*** TRECHO FORNECIDO ***

Por outro lado, encontramos o corporativismo que está na base das instituições religiosas. A busca e a manutenção de interesses pessoais e grupais têm causado o descrédito da religião. As instituições brigam até as últimas conseqüências pela defesa e promoção de seus próprios interesses. Estas brigas envolvem muita corrupção e morte: roubos, sonegações, adulterações, perseguições, manipulação, lavagem de dinheiro, assassinatos etc. Neste contexto de confusão e de interesses corporativistas, a Palavra de Deus é totalmente deixada de lado. Ela não tem lugar nestas circunstâncias, pois nelas não há valores evangélicos que geram vida e dignidade, mas somente as forças do anti-Reino que geram a morte do ser humano.

Os cristãos precisam aprender que a Palavra de Deus constrói a caridade e a verdade, porque é a sublime revelação de um Deus que é amor e verdade. Acreditar no Deus que a Bíblia revela é procurar viver, apesar da condição humana, os valores da caridade e da verdade. Se estas estiverem presentes nas relações entre os cristãos, conseqüentemente, teremos a tão sonhada unidade cristã. Somente é cristão aquele que pautar toda a sua existência na verdade e na caridade, do contrário, são pessoas que se iludem umas às outras numa divisão sem fim. Só há verdade unidade na caridade e na verdade.

Instrumento de conversão

A Palavra de Deus orienta-nos para a conversão. Ela foi escrita tendo em vista a conversão do ser humano para o Reino de Deus, ou seja, a Bíblia nos ensina o caminho de Jesus, e este caminho tem como conseqüência o Reino de Deus. Tudo converge para o Reino de Deus. A pessoa começa a se converter quando se decide pelo seguimento de Jesus de Nazaré. Tal seguimento é o que chamamos de processo de conversão. Não existe conversão fora do caminho de Jesus. Ninguém se converte seguindo fielmente os preceitos da religião, mas colocando-se no caminho de Jesus. É importante insistir nesta importante questão porque é comum encontrarmos pessoas que seguem fielmente os preceitos da religião (participação no culto, contribuição do Dízimo, participação nos eventos religiosos, devoção aos santos, confissões e comunhões constantes etc.), mas que são incapazes de se colocar no caminho de Jesus através da autêntica caridade (solidariedade).

*** DADOS REGISTRADOS ***

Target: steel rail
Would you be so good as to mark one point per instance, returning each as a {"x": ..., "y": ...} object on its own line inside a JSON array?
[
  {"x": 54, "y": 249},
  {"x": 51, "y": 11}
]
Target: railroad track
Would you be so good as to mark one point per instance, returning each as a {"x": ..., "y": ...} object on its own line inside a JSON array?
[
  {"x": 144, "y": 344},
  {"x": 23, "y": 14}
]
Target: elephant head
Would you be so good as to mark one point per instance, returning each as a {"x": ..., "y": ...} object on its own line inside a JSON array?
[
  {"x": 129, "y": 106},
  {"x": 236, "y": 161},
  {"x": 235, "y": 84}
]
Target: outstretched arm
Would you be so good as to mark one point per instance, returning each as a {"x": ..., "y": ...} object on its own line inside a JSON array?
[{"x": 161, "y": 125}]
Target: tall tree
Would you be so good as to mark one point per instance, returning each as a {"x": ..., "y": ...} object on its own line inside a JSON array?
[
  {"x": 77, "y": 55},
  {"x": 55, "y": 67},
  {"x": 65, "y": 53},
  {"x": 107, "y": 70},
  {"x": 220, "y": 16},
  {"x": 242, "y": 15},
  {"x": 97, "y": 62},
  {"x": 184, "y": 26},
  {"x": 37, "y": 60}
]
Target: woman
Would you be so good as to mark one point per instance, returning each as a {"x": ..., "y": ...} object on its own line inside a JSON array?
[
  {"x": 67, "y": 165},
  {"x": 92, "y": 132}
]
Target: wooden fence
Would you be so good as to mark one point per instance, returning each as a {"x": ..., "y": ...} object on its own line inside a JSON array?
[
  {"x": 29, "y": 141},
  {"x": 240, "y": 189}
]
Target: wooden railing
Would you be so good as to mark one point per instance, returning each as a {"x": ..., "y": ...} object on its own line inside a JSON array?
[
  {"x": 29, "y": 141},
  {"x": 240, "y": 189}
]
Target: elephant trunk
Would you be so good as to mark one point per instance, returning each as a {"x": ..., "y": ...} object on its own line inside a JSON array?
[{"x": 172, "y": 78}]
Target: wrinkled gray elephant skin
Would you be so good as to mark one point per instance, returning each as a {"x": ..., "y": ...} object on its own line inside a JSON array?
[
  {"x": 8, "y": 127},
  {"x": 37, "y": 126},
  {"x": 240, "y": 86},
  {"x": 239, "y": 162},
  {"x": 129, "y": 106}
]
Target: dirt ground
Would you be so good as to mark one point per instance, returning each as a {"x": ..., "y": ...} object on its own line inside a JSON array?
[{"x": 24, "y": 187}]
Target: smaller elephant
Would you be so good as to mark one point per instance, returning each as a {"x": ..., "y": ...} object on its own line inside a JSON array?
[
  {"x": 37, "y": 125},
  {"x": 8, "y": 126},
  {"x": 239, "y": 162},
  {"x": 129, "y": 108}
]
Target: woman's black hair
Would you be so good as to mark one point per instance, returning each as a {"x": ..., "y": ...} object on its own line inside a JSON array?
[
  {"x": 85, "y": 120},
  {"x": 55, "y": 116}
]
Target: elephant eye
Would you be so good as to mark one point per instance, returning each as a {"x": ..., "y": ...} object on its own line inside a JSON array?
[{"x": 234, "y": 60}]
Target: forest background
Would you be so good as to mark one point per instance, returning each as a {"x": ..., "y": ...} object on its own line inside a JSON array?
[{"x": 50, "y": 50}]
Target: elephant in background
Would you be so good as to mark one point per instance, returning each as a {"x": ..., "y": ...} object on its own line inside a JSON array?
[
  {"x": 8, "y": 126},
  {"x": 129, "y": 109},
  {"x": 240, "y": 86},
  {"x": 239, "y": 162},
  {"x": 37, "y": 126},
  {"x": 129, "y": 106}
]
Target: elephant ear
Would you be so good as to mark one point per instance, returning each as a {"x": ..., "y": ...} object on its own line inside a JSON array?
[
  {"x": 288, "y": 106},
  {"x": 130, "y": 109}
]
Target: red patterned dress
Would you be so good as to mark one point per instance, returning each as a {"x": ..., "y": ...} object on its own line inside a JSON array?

***

▶ _EXERCÍCIO PROPOSTO 1_: Reproduza fielmente a passagem do trecho fornecido que começa nas palavras "Por outro lado, encontramos" e termina após "do ser humano.".
▶ _EXERCÍCIO PROPOSTO 2_: Segundo o trecho fornecido, em que momento a pessoa começa a se converter?

▶ _RESPOSTA FINAL 1_:
Por outro lado, encontramos o corporativismo que está na base das instituições religiosas. A busca e a manutenção de interesses pessoais e grupais têm causado o descrédito da religião. As instituições brigam até as últimas conseqüências pela defesa e promoção de seus próprios interesses. Estas brigas envolvem muita corrupção e morte: roubos, sonegações, adulterações, perseguições, manipulação, lavagem de dinheiro, assassinatos etc. Neste contexto de confusão e de interesses corporativistas, a Palavra de Deus é totalmente deixada de lado. Ela não tem lugar nestas circunstâncias, pois nelas não há valores evangélicos que geram vida e dignidade, mas somente as forças do anti-Reino que geram a morte do ser humano.

▶ _RESPOSTA FINAL 2_: Quando se decide pelo seguimento de Jesus de Nazaré.